- _WHAT TO DO_
Transcribe the records word for word. Leave every picture out.

(Saved entries)
BEGIN
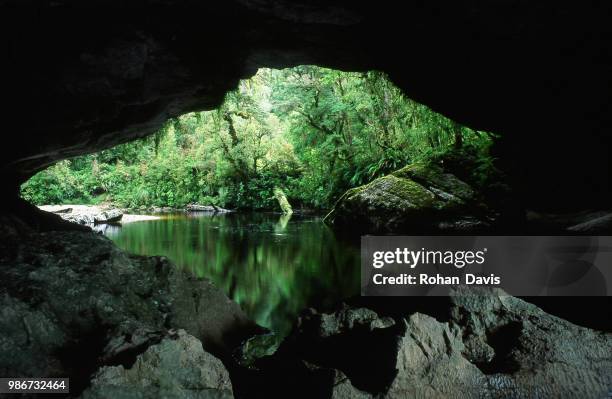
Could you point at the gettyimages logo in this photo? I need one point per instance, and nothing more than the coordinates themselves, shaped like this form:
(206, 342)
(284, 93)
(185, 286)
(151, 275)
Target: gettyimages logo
(520, 265)
(412, 259)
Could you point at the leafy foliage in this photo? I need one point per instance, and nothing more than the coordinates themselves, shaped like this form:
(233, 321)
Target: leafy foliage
(314, 132)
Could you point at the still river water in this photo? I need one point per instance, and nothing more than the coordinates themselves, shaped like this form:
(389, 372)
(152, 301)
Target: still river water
(272, 265)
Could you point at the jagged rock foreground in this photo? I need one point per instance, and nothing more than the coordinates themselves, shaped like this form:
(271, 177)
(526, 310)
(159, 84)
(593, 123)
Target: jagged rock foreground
(492, 346)
(177, 367)
(72, 304)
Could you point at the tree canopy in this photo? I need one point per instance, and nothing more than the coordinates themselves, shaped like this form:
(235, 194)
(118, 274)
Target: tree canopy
(313, 132)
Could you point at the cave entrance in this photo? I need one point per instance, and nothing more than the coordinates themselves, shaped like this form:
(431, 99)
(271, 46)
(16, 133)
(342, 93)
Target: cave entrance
(309, 132)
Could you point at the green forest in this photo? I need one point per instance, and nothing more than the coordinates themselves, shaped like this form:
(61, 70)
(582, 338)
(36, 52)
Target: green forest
(310, 131)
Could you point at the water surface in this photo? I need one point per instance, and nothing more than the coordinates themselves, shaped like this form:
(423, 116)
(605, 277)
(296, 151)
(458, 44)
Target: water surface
(272, 265)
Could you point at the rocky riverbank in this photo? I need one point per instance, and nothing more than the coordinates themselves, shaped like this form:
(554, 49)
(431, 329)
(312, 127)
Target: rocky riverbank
(125, 326)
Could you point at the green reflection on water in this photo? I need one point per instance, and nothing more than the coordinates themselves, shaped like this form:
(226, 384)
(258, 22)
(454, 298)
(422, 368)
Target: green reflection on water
(273, 266)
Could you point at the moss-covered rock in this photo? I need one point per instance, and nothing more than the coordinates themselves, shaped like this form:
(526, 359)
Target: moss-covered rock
(419, 197)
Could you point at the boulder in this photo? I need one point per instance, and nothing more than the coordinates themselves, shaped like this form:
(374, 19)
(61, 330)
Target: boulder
(176, 367)
(418, 197)
(205, 208)
(86, 214)
(71, 302)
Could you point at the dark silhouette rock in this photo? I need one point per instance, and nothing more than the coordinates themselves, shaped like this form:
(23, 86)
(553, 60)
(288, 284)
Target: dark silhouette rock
(72, 301)
(177, 367)
(493, 345)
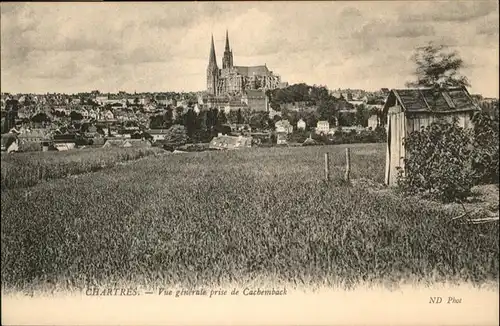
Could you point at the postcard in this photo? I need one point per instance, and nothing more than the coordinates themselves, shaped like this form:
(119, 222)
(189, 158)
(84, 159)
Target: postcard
(250, 163)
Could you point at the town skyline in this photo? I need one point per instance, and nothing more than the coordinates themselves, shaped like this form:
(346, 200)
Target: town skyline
(356, 45)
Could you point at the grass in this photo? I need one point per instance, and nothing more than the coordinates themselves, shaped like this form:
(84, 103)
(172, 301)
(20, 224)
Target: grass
(22, 170)
(223, 217)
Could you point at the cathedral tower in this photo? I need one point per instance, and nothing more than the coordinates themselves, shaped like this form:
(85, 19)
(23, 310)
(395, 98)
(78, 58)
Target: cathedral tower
(227, 60)
(212, 71)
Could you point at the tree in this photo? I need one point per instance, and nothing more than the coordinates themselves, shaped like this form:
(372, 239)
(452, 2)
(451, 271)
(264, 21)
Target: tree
(327, 109)
(176, 136)
(168, 117)
(40, 118)
(178, 115)
(221, 118)
(75, 116)
(362, 115)
(437, 67)
(190, 122)
(239, 117)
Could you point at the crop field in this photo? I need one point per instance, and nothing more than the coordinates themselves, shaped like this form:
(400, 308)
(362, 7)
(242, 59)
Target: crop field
(27, 169)
(212, 218)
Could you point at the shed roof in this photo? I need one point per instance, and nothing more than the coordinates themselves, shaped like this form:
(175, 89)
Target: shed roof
(431, 100)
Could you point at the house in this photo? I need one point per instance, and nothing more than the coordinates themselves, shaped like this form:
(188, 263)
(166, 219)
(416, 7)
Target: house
(373, 122)
(64, 146)
(125, 143)
(34, 136)
(157, 134)
(301, 124)
(10, 142)
(283, 126)
(309, 141)
(281, 138)
(108, 115)
(323, 127)
(410, 110)
(222, 142)
(256, 100)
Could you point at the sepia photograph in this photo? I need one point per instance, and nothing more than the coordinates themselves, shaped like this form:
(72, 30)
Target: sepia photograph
(250, 162)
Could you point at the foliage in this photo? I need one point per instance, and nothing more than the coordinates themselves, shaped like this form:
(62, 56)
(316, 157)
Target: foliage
(486, 143)
(75, 116)
(437, 162)
(183, 220)
(436, 66)
(176, 136)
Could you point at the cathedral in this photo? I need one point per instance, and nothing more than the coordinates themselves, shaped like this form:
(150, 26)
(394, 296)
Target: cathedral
(236, 80)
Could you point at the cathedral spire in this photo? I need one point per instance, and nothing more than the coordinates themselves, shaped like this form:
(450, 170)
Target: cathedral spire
(227, 59)
(227, 42)
(212, 61)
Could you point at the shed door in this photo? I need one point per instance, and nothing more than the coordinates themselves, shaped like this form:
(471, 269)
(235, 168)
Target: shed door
(396, 131)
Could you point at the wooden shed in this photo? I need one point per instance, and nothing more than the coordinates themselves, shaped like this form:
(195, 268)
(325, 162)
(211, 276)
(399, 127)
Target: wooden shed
(410, 110)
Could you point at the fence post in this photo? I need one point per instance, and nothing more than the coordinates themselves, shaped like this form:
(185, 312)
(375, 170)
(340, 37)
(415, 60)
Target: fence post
(347, 164)
(327, 167)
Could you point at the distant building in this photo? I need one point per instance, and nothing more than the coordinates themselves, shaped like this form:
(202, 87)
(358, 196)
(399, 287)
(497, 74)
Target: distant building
(255, 99)
(322, 127)
(157, 134)
(301, 124)
(222, 142)
(235, 80)
(283, 126)
(373, 122)
(409, 110)
(281, 138)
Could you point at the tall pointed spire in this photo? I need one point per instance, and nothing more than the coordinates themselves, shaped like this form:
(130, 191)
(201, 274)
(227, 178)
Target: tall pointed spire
(227, 59)
(212, 60)
(227, 42)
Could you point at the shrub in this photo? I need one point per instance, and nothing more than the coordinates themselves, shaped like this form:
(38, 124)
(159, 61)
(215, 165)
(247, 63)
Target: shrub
(438, 162)
(175, 137)
(486, 143)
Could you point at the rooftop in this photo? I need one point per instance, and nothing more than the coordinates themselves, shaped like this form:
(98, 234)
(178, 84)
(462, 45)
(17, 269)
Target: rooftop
(431, 99)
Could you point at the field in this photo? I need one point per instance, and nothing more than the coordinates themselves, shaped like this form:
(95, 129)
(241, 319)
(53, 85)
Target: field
(27, 169)
(218, 217)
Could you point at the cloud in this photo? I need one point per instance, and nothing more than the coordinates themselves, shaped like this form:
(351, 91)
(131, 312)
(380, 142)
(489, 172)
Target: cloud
(165, 46)
(448, 11)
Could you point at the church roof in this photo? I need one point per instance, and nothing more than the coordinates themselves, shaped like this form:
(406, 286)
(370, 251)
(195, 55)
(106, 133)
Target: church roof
(255, 93)
(253, 70)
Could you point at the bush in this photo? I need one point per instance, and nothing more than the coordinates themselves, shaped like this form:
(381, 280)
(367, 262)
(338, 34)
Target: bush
(438, 162)
(175, 137)
(486, 143)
END
- _RESULT BELOW_
Could you point at the gettyimages logo in this photo? I need one point per instance, and nothing more than the coordinates themselves, shaped like this form:
(206, 342)
(284, 93)
(185, 286)
(151, 275)
Target: gettyimages logo
(520, 265)
(412, 259)
Could you point at the leafy foliage in this photo? I need one point per instance, and nothing more than the coordinates themselves, shaped like this form:
(233, 321)
Target: leafy foliage
(314, 132)
Could you point at the still river water in this photo? I need one point per instance, and nothing more than the coordinates themselves, shaped like this form:
(389, 372)
(152, 301)
Target: still river water
(272, 265)
Could you point at the jagged rock foreground in this photo? I need one point per instance, and nothing more than the coordinates themselves, shaped like this form:
(271, 177)
(526, 310)
(159, 84)
(593, 123)
Target: jagged rock foreground
(492, 346)
(177, 367)
(72, 304)
Could you point at the tree canopy in this photo? I need one point per instance, and nothing more than the coordinates themselves, shaped like this form:
(235, 194)
(118, 274)
Target: tree canopy
(313, 132)
Could you point at the cave entrance in this photo? I need one point per instance, and nothing more than the coordinates themselves, shaped like this form:
(431, 99)
(271, 46)
(16, 133)
(342, 93)
Target: cave entrance
(309, 132)
Could you point at the green forest in this photo? I need one point per instance, and nothing more than the coordinates themselves, shaped like this form:
(61, 70)
(582, 338)
(36, 52)
Target: green forest
(310, 131)
Could you point at the water surface in this photo? I need one point per instance, and nothing more than the coordinates themselves, shaped like this form:
(423, 116)
(605, 277)
(296, 151)
(458, 44)
Target: water surface
(272, 265)
Could you point at the rocky riverbank in this photo? I need one point per instance, and nothing more than the coordinates themselves, shaped like this form:
(554, 49)
(431, 329)
(312, 127)
Target: rocky riverbank
(125, 326)
Could you point at the green reflection on water in this photo? I need one point per instance, and nothing more than the coordinates themselves, shaped like this form:
(226, 384)
(258, 22)
(454, 298)
(422, 368)
Target: green reflection on water
(273, 266)
Could you point at the moss-covered rock in this photo? I need one point per instance, and nothing more than the coordinates themselves, shaped like this form:
(526, 359)
Target: moss-covered rock
(419, 197)
Could you point at the boulder in this photo? I need one point per instance, and nothing more than the coordinates themselves, shaped like this form:
(374, 19)
(61, 330)
Target: boulder
(176, 367)
(418, 197)
(205, 208)
(86, 214)
(71, 302)
Could you point at the dark silhouette rock in this photo? I need one point per instance, and nothing more than the coordinates themselves, shaped like this form:
(23, 86)
(553, 60)
(288, 284)
Target: dark silhouette rock
(72, 301)
(177, 367)
(493, 345)
Could you point at the postcard in this photo? I need one point per instance, and nothing more than the coordinates themselves, shaped like this form:
(119, 222)
(189, 158)
(84, 159)
Target: postcard
(250, 163)
Could you point at the town skyline in this photo? I need one point per instance, and nothing more than the coordinates themselves, shaped like this form:
(346, 200)
Target: town skyline
(356, 45)
Could you point at the grass in this photo? I need one point per instance, and nothing more than the coordinates themselves, shaped like this form:
(84, 103)
(172, 301)
(20, 224)
Target: grass
(22, 170)
(223, 217)
Could you point at the cathedral tower in this photo? I need one point per instance, and nothing more than the coordinates themselves, shaped like this form:
(85, 19)
(23, 310)
(395, 98)
(78, 58)
Target: cathedral tower
(227, 60)
(212, 71)
Could you point at the tree in this photo? I need one point per instance, and nothing more than the coordinates themselves, shaped like this form:
(372, 239)
(452, 2)
(451, 271)
(264, 21)
Target: tree
(327, 109)
(176, 136)
(168, 117)
(40, 118)
(178, 115)
(221, 118)
(75, 116)
(362, 115)
(437, 67)
(190, 122)
(239, 117)
Could you point at the crop field in this photo? I need one point per instance, and nothing more than the coordinates themselves, shaped like this form:
(400, 308)
(362, 7)
(242, 59)
Target: crop field
(27, 169)
(212, 218)
Could you point at the shed roof in this photo? I need one point per instance, and nothing more than the coordinates themselves, shaped like this form:
(175, 89)
Target: shed roof
(431, 100)
Could you point at the house in this photo? I need one point per instance, and nothing more than the coordinates themselves, shaped like this form:
(188, 263)
(166, 219)
(416, 7)
Target: house
(373, 122)
(64, 146)
(125, 143)
(34, 136)
(157, 134)
(301, 124)
(10, 142)
(283, 126)
(309, 141)
(281, 138)
(108, 115)
(323, 127)
(410, 110)
(222, 142)
(256, 100)
Could you point at the sepia photograph in this photo? I need one point per instance, and nothing more than the coordinates themselves, shaped like this form:
(72, 30)
Target: sepia photograph
(250, 162)
Could you point at the foliage in this photo? I need one point per instance, and nothing more than the coordinates themselves, shaped like this form:
(62, 56)
(316, 157)
Target: foliage
(486, 143)
(75, 116)
(437, 162)
(183, 220)
(436, 66)
(176, 136)
Could you point at the cathedral in this photo? I need one point per instance, and nothing more than the coordinates themselves, shaped like this form:
(150, 26)
(394, 296)
Target: cathedral
(236, 80)
Could you point at the cathedral spire in this photo? I need one point per instance, and nothing more than the coordinates themselves, shaped like this form:
(450, 170)
Target: cathedral spire
(227, 59)
(227, 42)
(212, 61)
Could you point at the shed door in this photo? I need one point per instance, and nothing more than the coordinates themselves, shaped like this form:
(471, 269)
(235, 168)
Target: shed door
(396, 131)
Could you point at the wooden shed in this photo? I need one point per instance, and nothing more than the coordinates themselves, shaped like this form:
(195, 268)
(325, 162)
(211, 276)
(399, 127)
Target: wooden shed
(410, 110)
Could you point at the fence post in this photo? I need one point per instance, and nothing more than the coordinates themselves, shaped like this form:
(185, 312)
(375, 170)
(340, 37)
(415, 60)
Target: fence post
(347, 164)
(327, 167)
Could you point at the distant building in this photo? I need one point per instance, and nothing more than the coordinates themselves, shaped like this form:
(202, 87)
(358, 196)
(399, 287)
(497, 74)
Target: distant building
(255, 99)
(322, 127)
(157, 134)
(301, 124)
(222, 142)
(235, 80)
(283, 126)
(373, 122)
(409, 110)
(281, 138)
Could you point at the tall pointed spire in this photo? I need one point per instance, and nothing more than the coordinates themselves, shaped like this form:
(130, 191)
(201, 274)
(227, 178)
Target: tall pointed spire
(227, 59)
(212, 60)
(227, 42)
Could you point at the shrub in this photo? I need one point per instance, and nothing more than the coordinates themselves, shaped like this form:
(38, 124)
(159, 61)
(215, 165)
(247, 63)
Target: shrub
(438, 162)
(175, 137)
(486, 143)
Could you point at the rooftop in this photo? I need one point per instance, and nothing more than the coordinates themselves, shaped like this form:
(98, 234)
(178, 84)
(462, 45)
(17, 269)
Target: rooftop
(431, 99)
Could you point at the field in this photo? I need one point per instance, and nothing more than the coordinates themselves, shaped like this form:
(95, 129)
(241, 319)
(53, 85)
Target: field
(27, 169)
(218, 217)
Could you point at the cloud in this photo? I need one point per instance, and nothing more than the coordinates themselves, shaped like this form:
(351, 91)
(131, 312)
(380, 142)
(489, 172)
Target: cloud
(165, 46)
(448, 11)
Could you point at the church roof in this photo? I need one point per instance, and nothing more than the coordinates themselves, shaped like this form:
(406, 286)
(370, 251)
(195, 55)
(106, 133)
Target: church roof
(255, 93)
(253, 70)
Could you point at the bush in this photo? I need one point per instance, and nothing more than the coordinates themselves, shaped like this form:
(381, 280)
(367, 262)
(338, 34)
Target: bush
(438, 162)
(175, 137)
(486, 143)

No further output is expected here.